* EXERCISES:
(1) According to the text about Cheney, what position did Cheney take after lackluster polling results ended his plan to run for president?
(2) Continue the text about Cheney from the point where it stops.

* READING TEXT:
⁂
The film probably won’t change anyone’s opinion of the man, but that doesn’t make Cheney any less of a fascinating figure. Like him or hate him, no other vice president in American history was as “consequential" as Cheney himself correctly puts it. Where other modern-day vice presidents outlined certain policy areas to oversee, Cheney’s vice presidency wasn’t about policy agendas. Instead, he had “walk-in" rights to anything going on in the White House.

That was in part because after Bush was elected, Cheney essentially assembled the entire administration, based on his insider’s knowledge of Washington. And by placing various people in key positions, he built his own power base, one that perhaps exceeded that of the president himself.

From the start of the film, we see Cheney in charge. When President Ronald Reagan was shot, then-Secretary of State Alexander Haig famously declared himself in control at the White House, and was pummeled for his presumptiveness. When 9/11 happened, and Bush was off in Florida reading to a classroom of children, Cheney knew better than to make any such declarations. He wasted no time making decisions without waiting for Bush to get back to Washington. Observers comment in the film about how cool and calm he was in the midst of that singular terrorist attack. But in his view, there is no room for emotion in dealing with a crisis.

The film traces Cheney’s life from his Wyoming boyhood, through flunking out of Yale, through a talking to from his future wife, Lynn, which, although Cheney won’t say what she told him, marked a turning point in his life in 1963: Twelve years later, he was the White House chief of staff.

By the mid-’90s after roles in the Nixon and Ford administrations, and a notable midlife career in Congress, Cheney had determined the next logical step was to run for president. But after lackluster polling results, he moved in another direction and became CEO of Halliburton for five years.

When Bush put him in charge of finding a running mate, Cheney created an exhaustive vetting system requiring complete medical records and financial records going back a decade. Candidate after candidate was deemed not quite right for the job.

Bush kept asking him to take the job himself, but, as Barton Gellman (“Angler: The Cheney Vice Presidency") puts it, “the more he ran away, the more Bush pursued him."

Gellman says that, traditionally, “Vice presidents don’t run things," but Cheney did through much of Bush’s eight years in the White House. Some say he virtually ran the country as the éminence grise behind the president.
⁂
Stored items
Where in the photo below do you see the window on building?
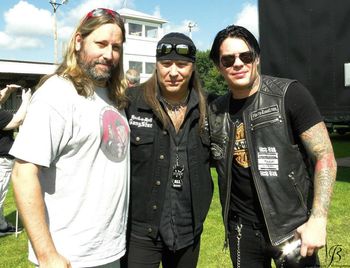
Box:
[129,23,142,36]
[129,61,142,73]
[145,25,158,38]
[146,62,156,74]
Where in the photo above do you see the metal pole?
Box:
[53,9,58,64]
[50,0,62,64]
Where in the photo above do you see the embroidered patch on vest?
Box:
[250,104,279,121]
[257,147,279,177]
[129,115,153,128]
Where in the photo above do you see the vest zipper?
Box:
[243,113,278,245]
[224,119,236,249]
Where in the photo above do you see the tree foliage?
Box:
[196,50,227,95]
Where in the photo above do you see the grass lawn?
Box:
[0,134,350,268]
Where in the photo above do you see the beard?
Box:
[79,60,116,82]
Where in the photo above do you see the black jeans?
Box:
[121,235,200,268]
[229,217,320,268]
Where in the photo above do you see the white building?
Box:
[0,8,167,111]
[118,8,167,82]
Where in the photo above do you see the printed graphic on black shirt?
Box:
[233,120,249,168]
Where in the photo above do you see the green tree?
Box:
[196,50,227,95]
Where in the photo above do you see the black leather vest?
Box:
[209,76,313,245]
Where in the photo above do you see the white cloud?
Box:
[64,0,123,27]
[234,4,259,40]
[0,32,43,50]
[153,6,162,18]
[4,0,53,38]
[165,20,200,35]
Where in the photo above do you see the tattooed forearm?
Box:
[301,122,337,217]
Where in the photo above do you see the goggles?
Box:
[157,43,196,57]
[85,8,120,21]
[220,51,255,68]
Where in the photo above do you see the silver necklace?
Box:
[160,92,189,112]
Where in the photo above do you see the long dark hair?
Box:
[140,63,207,131]
[209,25,260,66]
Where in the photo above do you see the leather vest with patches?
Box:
[209,76,313,245]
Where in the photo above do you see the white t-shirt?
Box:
[10,76,130,267]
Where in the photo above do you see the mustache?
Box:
[93,60,117,68]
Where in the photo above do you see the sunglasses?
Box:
[220,51,255,68]
[85,8,120,21]
[157,43,196,57]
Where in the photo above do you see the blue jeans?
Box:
[121,235,200,268]
[0,157,13,229]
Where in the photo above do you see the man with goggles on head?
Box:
[10,8,130,268]
[209,25,336,268]
[122,33,213,268]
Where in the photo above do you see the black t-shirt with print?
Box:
[230,82,323,223]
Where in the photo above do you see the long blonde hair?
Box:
[140,63,207,131]
[37,10,127,109]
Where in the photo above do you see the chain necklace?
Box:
[160,92,189,112]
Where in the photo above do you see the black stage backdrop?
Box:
[258,0,350,123]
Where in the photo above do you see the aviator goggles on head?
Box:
[157,43,196,57]
[220,51,255,68]
[84,7,120,21]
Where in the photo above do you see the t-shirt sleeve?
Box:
[0,110,13,130]
[285,82,323,136]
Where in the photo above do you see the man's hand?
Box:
[22,88,32,103]
[296,216,327,257]
[0,84,21,104]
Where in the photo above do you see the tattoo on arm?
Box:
[300,122,337,217]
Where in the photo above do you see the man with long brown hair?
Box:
[10,8,130,267]
[122,33,213,268]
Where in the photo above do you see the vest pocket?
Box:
[250,116,283,131]
[130,129,154,162]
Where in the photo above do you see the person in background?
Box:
[209,25,337,268]
[0,84,32,237]
[10,8,130,268]
[122,33,213,268]
[125,69,140,87]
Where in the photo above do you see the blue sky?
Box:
[0,0,258,62]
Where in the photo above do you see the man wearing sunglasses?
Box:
[10,8,130,268]
[122,33,213,268]
[209,25,336,268]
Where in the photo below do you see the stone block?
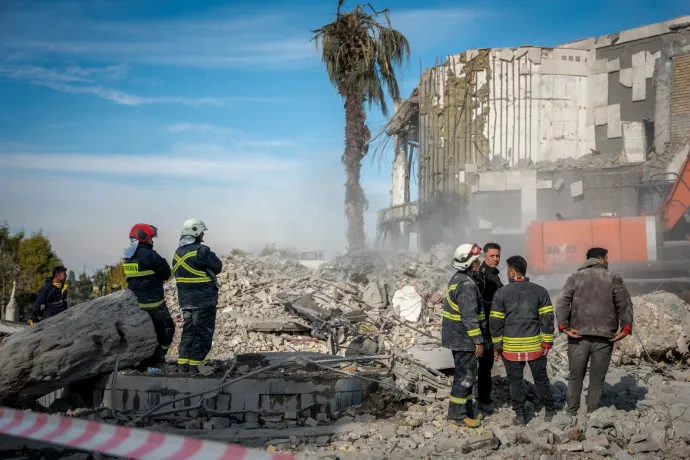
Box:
[570,180,584,198]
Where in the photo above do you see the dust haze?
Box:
[0,153,390,272]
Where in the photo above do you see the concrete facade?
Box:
[382,16,690,249]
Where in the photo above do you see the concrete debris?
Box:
[392,286,424,323]
[616,292,690,363]
[6,252,690,460]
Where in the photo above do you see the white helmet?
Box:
[181,219,208,238]
[451,243,482,271]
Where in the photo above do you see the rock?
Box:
[630,442,660,454]
[617,292,690,361]
[209,417,230,430]
[184,418,201,430]
[460,433,501,454]
[558,441,584,452]
[0,290,156,406]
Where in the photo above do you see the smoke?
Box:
[0,155,390,271]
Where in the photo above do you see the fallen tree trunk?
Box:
[0,290,156,406]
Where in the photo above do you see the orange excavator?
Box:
[526,156,690,294]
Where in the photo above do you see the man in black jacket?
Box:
[173,219,223,373]
[123,224,175,370]
[489,256,555,425]
[473,243,503,415]
[31,265,67,322]
[441,244,486,428]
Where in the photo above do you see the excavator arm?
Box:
[656,155,690,231]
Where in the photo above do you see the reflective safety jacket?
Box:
[441,271,486,351]
[32,278,67,319]
[173,242,223,310]
[489,278,554,361]
[123,243,171,310]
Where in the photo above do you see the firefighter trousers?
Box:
[448,350,477,422]
[143,302,175,365]
[503,356,553,415]
[177,305,216,366]
[477,343,494,405]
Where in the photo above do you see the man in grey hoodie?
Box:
[556,248,633,415]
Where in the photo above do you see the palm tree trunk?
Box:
[342,96,370,250]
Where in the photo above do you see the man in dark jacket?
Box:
[556,248,633,415]
[173,219,223,373]
[441,244,486,428]
[473,243,503,415]
[489,256,556,425]
[31,265,67,322]
[123,224,175,370]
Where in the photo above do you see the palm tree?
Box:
[312,0,410,249]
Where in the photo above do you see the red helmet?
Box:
[129,224,158,243]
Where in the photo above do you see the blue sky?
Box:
[0,0,690,269]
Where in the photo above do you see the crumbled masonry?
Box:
[2,246,690,460]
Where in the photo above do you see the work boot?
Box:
[477,403,495,415]
[513,413,527,426]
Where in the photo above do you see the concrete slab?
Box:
[606,104,622,139]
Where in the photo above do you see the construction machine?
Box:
[526,155,690,294]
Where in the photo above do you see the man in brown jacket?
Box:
[556,248,633,415]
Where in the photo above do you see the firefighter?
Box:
[173,219,223,373]
[441,244,486,428]
[29,265,68,324]
[123,224,175,371]
[489,256,555,425]
[474,243,503,415]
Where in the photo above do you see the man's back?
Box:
[556,259,632,339]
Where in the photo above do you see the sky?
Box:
[0,0,690,271]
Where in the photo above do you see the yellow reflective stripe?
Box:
[539,305,553,315]
[173,251,196,271]
[505,335,541,343]
[175,276,211,283]
[446,291,460,312]
[443,311,462,321]
[139,299,165,310]
[450,396,469,404]
[173,251,206,276]
[503,342,541,352]
[125,270,156,278]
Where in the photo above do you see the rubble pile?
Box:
[166,247,452,360]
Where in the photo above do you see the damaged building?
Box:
[378,16,690,250]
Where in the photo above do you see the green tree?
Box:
[17,232,62,292]
[312,0,410,249]
[0,223,24,307]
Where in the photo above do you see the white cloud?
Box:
[0,152,299,180]
[0,149,390,270]
[167,123,239,134]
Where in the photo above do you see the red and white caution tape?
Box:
[0,407,299,460]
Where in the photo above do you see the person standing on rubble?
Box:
[441,244,486,428]
[556,248,633,415]
[123,224,175,371]
[489,256,556,425]
[473,243,503,415]
[29,265,68,324]
[173,219,223,373]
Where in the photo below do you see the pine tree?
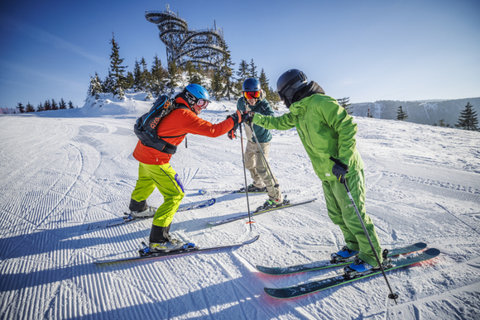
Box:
[17,102,25,113]
[367,108,373,118]
[220,43,235,100]
[133,60,142,91]
[51,99,58,110]
[125,71,135,89]
[397,106,408,121]
[58,98,67,110]
[237,60,250,83]
[258,68,270,96]
[25,102,35,112]
[106,35,126,99]
[88,72,103,99]
[249,59,258,78]
[337,97,352,114]
[455,102,478,131]
[43,100,52,111]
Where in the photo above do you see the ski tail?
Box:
[264,248,440,299]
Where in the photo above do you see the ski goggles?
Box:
[195,99,210,109]
[243,91,260,100]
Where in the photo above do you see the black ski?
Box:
[256,242,427,276]
[94,235,260,266]
[207,198,317,227]
[264,248,440,299]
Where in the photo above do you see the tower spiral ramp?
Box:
[145,8,226,67]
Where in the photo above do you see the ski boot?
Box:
[239,183,267,193]
[255,196,290,212]
[343,249,392,279]
[138,239,195,256]
[126,206,157,219]
[330,246,358,263]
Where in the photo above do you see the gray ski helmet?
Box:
[277,69,308,107]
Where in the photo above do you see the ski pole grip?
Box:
[330,156,348,172]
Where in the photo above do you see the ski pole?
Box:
[343,179,398,304]
[248,123,279,188]
[239,124,252,232]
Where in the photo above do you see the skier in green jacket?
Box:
[250,69,382,272]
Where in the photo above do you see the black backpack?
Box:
[133,95,185,154]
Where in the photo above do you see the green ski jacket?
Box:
[253,93,363,181]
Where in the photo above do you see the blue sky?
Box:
[0,0,480,107]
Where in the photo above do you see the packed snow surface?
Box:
[0,96,480,320]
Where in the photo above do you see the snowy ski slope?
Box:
[0,99,480,320]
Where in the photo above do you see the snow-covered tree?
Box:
[106,35,126,99]
[88,72,103,99]
[397,106,408,121]
[25,102,35,112]
[455,102,478,131]
[58,98,67,110]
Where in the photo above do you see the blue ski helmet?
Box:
[277,69,308,108]
[185,83,210,101]
[242,78,262,91]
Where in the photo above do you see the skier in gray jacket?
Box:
[237,78,284,209]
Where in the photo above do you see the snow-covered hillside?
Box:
[350,98,480,127]
[0,96,480,320]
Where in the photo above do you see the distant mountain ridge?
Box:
[349,97,480,127]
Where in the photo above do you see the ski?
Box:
[107,198,217,228]
[207,198,317,227]
[94,235,260,265]
[198,189,267,195]
[264,248,440,299]
[256,242,427,276]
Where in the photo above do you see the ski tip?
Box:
[423,248,440,258]
[244,234,260,244]
[413,242,427,249]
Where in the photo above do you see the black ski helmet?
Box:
[277,69,308,108]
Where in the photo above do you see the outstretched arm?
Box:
[253,113,297,130]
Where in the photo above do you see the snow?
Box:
[0,95,480,319]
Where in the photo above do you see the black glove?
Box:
[227,110,242,139]
[330,157,348,183]
[227,129,237,140]
[242,111,255,126]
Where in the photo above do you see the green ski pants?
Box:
[322,170,382,266]
[132,162,185,227]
⁂
* EXPECTED OUTPUTS:
(1) He became CEO of Halliburton for five years.

(2)
The attack on the World Trade center represents “the hinge of history" for Cheney, according to journalist Bob Woodward.

Cheney opposed Bush seeking congressional approval to wage war against Saddam Hussein, but Bush went ahead anyway. The congressional resolution was in doubt because House Majority Leader Dick Armey opposed it until Cheney pulled him over to the administration’s side by feeding him inaccurate information about Iraq’s weaponry and readiness. Cheney sticks by his belief that the Iraq War was justifiable.

The strength of the documentary is that although it is grounded in an extensive interview with its subject, it is not hagiography. Writers like Woodward and Gellman weigh in with considered and not always flattering opinions about Cheney. That said, noticeable by their absence as interview subjects in the film are Rice and, in particular, Bush. Rice would have offered a different point of view, of course, on foreign policy. But without Bush, we can only guess how the relationship between Bush and Cheney evolved over the years.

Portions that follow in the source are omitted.